======== Fragmento seleccionado
¿Cómo deberíamos conmemorar el reciente 500º aniversario de la Reforma Protestante, que se considera por lo general que comenzó cuando Martín Lutero clavó sus 95 Tesis el 31 de octubre de 1517?
En nuestro recientemente editado libro, Protestantism after 500 Years,[1] mi coeditor Mark Noll y yo sostenemos que una frase del fallecido decano de los historiadores de la iglesia estadounidenses, Jaroslav Pelikan, resuena en este hito. Para que los intereses de la verdad y la unidad cristiana sean servidos al recordar la Reforma, Pelikan afirmó en una ocasión que los protestantes y los católicos deben pensar en la Reforma como una “necesidad trágica”. A los partidarios de ambos lados, siguió explicando Pelikan, les costará reconocerlo:
Los católicos romanos aceptan que fue trágico, porque separó a muchos millones de personas de la iglesia verdadera, pero no pueden ver que fuera realmente necesario. Los protestantes aceptan que fue necesario, porque la iglesia romana era tan corrupta, pero no pueden ver que fuera una tragedia tan grande después de todo.[2]
Dimensiones trágicas
Con el 31 de octubre de 2017 en mente, Noll y yo argumentamos que los católicos deberían tratar de ver por qué los protestantes, entonces y ahora, sintieron que la Reforma era necesaria, en tanto que los protestantes de todas las denominaciones tienen el deber de enfrentar las dimensiones trágicas de la Reforma. O, como lo expresó el teólogo Stanley Hauerwas, “si ya no tenemos corazones rotos por la división de la iglesia, entonces no podemos evitar celebrar [la] Reforma de manera desleal”.[3]
Sin embargo, ¿qué podría significar precisamente —si puedo insistir con la pregunta— que los protestantes, y especialmente los protestantes evangélicos, reconozcan las dimensiones trágicas de la Reforma? ¿Qué está en juego teológicamente? ¿Y qué podría significar para la Gran Comisión?
Reforma aparecieron muchos indeseables: polémicas encarnizadas, guerras motivadas por la religión, iconoclasia destructiva, ejecuciones inspiradas por confesiones, y más. La misma palabra “protestante” apareció por primera vez para designar una alianza militar en 1529. Al prepararnos para conmemorar el quinto centenario de la Reforma, haríamos bien en recordar la enjundiosa frase del humanista suizo Sebastián Castellio: “Matar a un hombre no es defender una doctrina. Es matar a un hombre”.[4]
Además, estaba el brutal antisemitismo de Lutero, y su tratamiento execrable de los campesinos, espiritistas, anabautistas y turcos otomanos, sin decir nada del escalamiento de su retórica contra el Papa como el anticristo —una retórica correspondida de buena gana del lado católico— que ha envenenado las relaciones entre protestantes y católicos por siglos.
================
======== Datos proporcionados
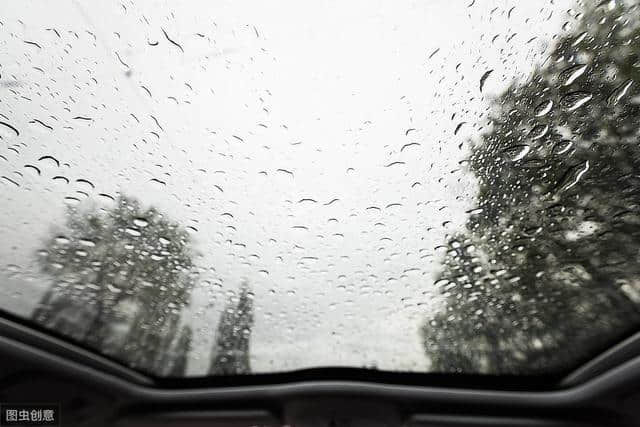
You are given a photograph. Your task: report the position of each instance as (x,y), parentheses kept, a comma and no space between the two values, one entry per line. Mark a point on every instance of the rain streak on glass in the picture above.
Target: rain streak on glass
================
• [Desafío 1]
Enumera los grupos que, según el fragmento sobre la Reforma, recibieron de Lutero un tratamiento execrable.
• [Desafío 2]
Según el fragmento sobre la Reforma, ¿en qué año se usó por primera vez la palabra "protestante" y qué designaba?
• [Desafío 3]
Prosigue el fragmento sobre la Reforma a partir de su última oración.

• [Resultado 1]
Los campesinos, los espiritistas, los anabautistas y los turcos otomanos.

• [Resultado 2]
Apareció en 1529 para designar una alianza militar.

• [Resultado 3]
La desunión cristiana como impedimento
Pero hay razones adicionales para reconocer las trágicas dimensiones de la Reforma. A saber, la desunión cristiana es y sigue siendo un enorme impedimento para el evangelio mismo, la proclamación del cual es y debería ser el punto fuerte del evangelicalismo. Las escrituras combinan la importancia evangélica y ecuménica. Así oró nuestro Señor por sus discípulos en lo que se denomina su oración sacerdotal:[5]
“No ruego solo por estos. Ruego también por los que han de creer en mí por el mensaje de ellos, para que todos sean uno. Padre, así como tú estás en mí y yo en ti, permite que ellos también estén en nosotros, para que el mundo crea que tú me has enviado. Yo les he dado la gloria que me diste, para que sean uno, así como nosotros somos uno: yo en ellos y tú en mí. Permite que alcancen la perfección en la unidad, y así el mundo reconozca que tú me enviaste y que los has amado a ellos tal como me has amado a mí” (Juan 17:20-23).[6]
O, como escribe Pablo a los corintios, “Les suplico, hermanos, en el nombre de nuestro Señor Jesucristo, que todos vivan en armonía y que no haya divisiones entre ustedes, sino que se mantengan unidos en un mismo pensar y en un mismo propósito” (1 Corintios 1:10). Este tipo de exhortaciones se repiten en las cartas de Pablo y en la literatura patrística primitiva.
Lamentablemente, la historia de la iglesia en la era posterior a la Reforma da testimonio amplio del papel de la desunión cristiana en el silenciamiento del evangelio. He aquí algunos ejemplos:
- Los celos y la rivalidad entre los misioneros portugueses (católicos) y holandeses (protestantes) fue un factor que llevó a la proscripción del cristianismo en el siglo XVII en Japón y la gran persecución de los conversos japoneses, según lo indica el libro de Shusaku Endo, Silence.[7]
- Antes de la fundación del estado de Israel, el imperio otomano disfrutó mucho de tener que mantener guardias apostados en la Iglesia del Santo Sepulcro en Jerusalén, solo para impedir que los cristianos divididos se tomaran a golpes, ¡en el sitio mismo donde la tradición sostiene que Cristo fue crucificado!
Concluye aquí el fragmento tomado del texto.